■ Supplied passage
——————

= Migliorismo =

Moderate or right-wing faction of the Italian Communist Party

Migliorismo was a tendency within the Italian Communist Party (PCI). Its founder and first leader was Giorgio Amendola, and it counted among its members the likes of Gerardo Chiaromonte, Emanuele Macaluso, and Giorgio Napolitano. Napolitano went on to become the second longest-serving and longest-lived president in the history of the Italian Republic, as well as the first president of Italy to have been a former PCI member. Due to the relatively moderate and reformist views of its adherents, it was referred to as the right wing of the PCI. Apart from Amendola, Chiaromonte, Macaluso, and Napolitano, other notable miglioristi included Nilde Iotti, Giancarlo Pajetta, and Luciano Lama. After the death of Amendola in 1980, Napolitano became its main leader.

== Overview ==
Migliorismo, roughly translated as betterism or meliorism in English, has been described as the reformist, moderate, and modernizing faction on the right wing of the PCI, which was inspired by the values of democratic socialism, looked favourably to social democracy, and was interested in revisionist Marxism. It is identified with Napolitano as one of its main leaders. Their aim was to reform and improve, hence the miglioristi name or improvers in English, capitalism by gradualist means.

Riformista (reformist in English) lays its origins in the history of the Marxist labour movement, having been described as the political-ideological movement, formed within the socialist tradition, in opposition to revolutionism. For those revolutionaries, migliorismo was a disparaging term. Pietro Ingrao coined the term, to which the philosopher Salvatore Veca then gave this definition: "It is utopian to think of different models of society, let's rather improve the one we have."
== Origins within the PCI ==
The name migliorismo, which was coined with a slightly mocking intent, derives from the Italian verb migliorare ("to improve", which is the root of the English word ameliorate) because its main goal was to improve the Italian capitalist system from the inside, by means of gradual reforms, according to a social-democratic programme rather than full-scale revolution. Its origins lay in the ideas of Amendola, a prominent PCI leader during the post-World War II period, who discussed gradually abandoning orthodox Marxism–Leninism in favour of social-democratic and reformist theories. They also looked favourably towards the Nordic model. They argued that their reformist means, rather than revolution, were the party's better path to its ultimate socialist goals.

These ideas were suited for making alliances with more moderate centre-left parties, such as the Italian Socialist Party (PSI) and the Italian Democratic Socialist Party (PSDI); both the PSI and PSDI were member parties of the Organic centre-left (the first centre-left government in the history of the Italian Republic) led by Aldo Moro and Christian Democracy (DC) in the 1960s, to which the PCI at times gave external support. Consequently, migliorismo received extensive derogatory treatment from the revolutionary left-wing of the PCI, which was led by Ingrao. The miglioristi received some modest support from the pro-Soviet wing of the party in the days when it was headed by Armando Cossutta. They were at times in contrast with the positions of the likes of Ingrao, Enrico Berlinguer, and Luigi Longo.

——————

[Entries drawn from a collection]
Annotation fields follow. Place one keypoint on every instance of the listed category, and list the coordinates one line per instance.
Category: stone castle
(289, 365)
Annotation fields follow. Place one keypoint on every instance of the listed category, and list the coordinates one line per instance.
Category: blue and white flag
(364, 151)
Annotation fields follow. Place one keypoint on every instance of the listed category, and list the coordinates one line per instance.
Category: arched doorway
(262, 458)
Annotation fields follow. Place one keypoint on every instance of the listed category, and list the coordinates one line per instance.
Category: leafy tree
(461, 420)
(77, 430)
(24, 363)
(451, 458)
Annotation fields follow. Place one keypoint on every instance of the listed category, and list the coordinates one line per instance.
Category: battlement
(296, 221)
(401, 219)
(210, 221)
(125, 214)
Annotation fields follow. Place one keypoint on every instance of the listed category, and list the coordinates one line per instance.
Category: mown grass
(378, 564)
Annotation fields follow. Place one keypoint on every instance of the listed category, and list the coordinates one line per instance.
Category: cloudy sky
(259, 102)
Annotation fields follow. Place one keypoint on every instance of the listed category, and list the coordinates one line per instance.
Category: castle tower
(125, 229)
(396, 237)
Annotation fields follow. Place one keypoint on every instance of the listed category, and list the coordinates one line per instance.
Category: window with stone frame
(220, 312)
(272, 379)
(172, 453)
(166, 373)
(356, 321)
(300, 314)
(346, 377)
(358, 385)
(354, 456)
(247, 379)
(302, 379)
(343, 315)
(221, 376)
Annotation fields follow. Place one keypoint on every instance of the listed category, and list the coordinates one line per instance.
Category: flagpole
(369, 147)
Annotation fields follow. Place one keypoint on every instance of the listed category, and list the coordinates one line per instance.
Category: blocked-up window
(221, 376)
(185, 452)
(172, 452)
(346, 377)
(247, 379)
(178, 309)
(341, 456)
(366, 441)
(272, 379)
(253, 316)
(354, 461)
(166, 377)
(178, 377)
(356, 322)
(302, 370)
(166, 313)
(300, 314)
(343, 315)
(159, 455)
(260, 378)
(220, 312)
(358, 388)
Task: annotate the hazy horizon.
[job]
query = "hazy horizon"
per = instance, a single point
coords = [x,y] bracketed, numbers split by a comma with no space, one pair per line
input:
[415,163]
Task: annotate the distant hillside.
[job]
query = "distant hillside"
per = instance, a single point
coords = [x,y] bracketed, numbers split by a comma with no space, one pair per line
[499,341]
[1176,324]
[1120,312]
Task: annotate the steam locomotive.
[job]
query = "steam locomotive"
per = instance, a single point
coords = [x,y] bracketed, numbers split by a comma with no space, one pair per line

——————

■ Problem details
For each statement, answer yes or no according to whether it agrees with the migliorismo article, and quote the words from it that settle the question: (a) Giorgio Amendola founded migliorismo. (b) The miglioristi got no support at all from the pro-Soviet wing of the PCI. (c) Luciano Lama became the main leader of migliorismo after Amendola died in 1980.

■ Exercise output
(a) Yes: "Its founder and first leader was Giorgio Amendola"
(b) No: "The miglioristi received some modest support from the pro-Soviet wing of the party in the days when it was headed by Armando Cossutta."
(c) No: "After the death of Amendola in 1980, Napolitano became its main leader."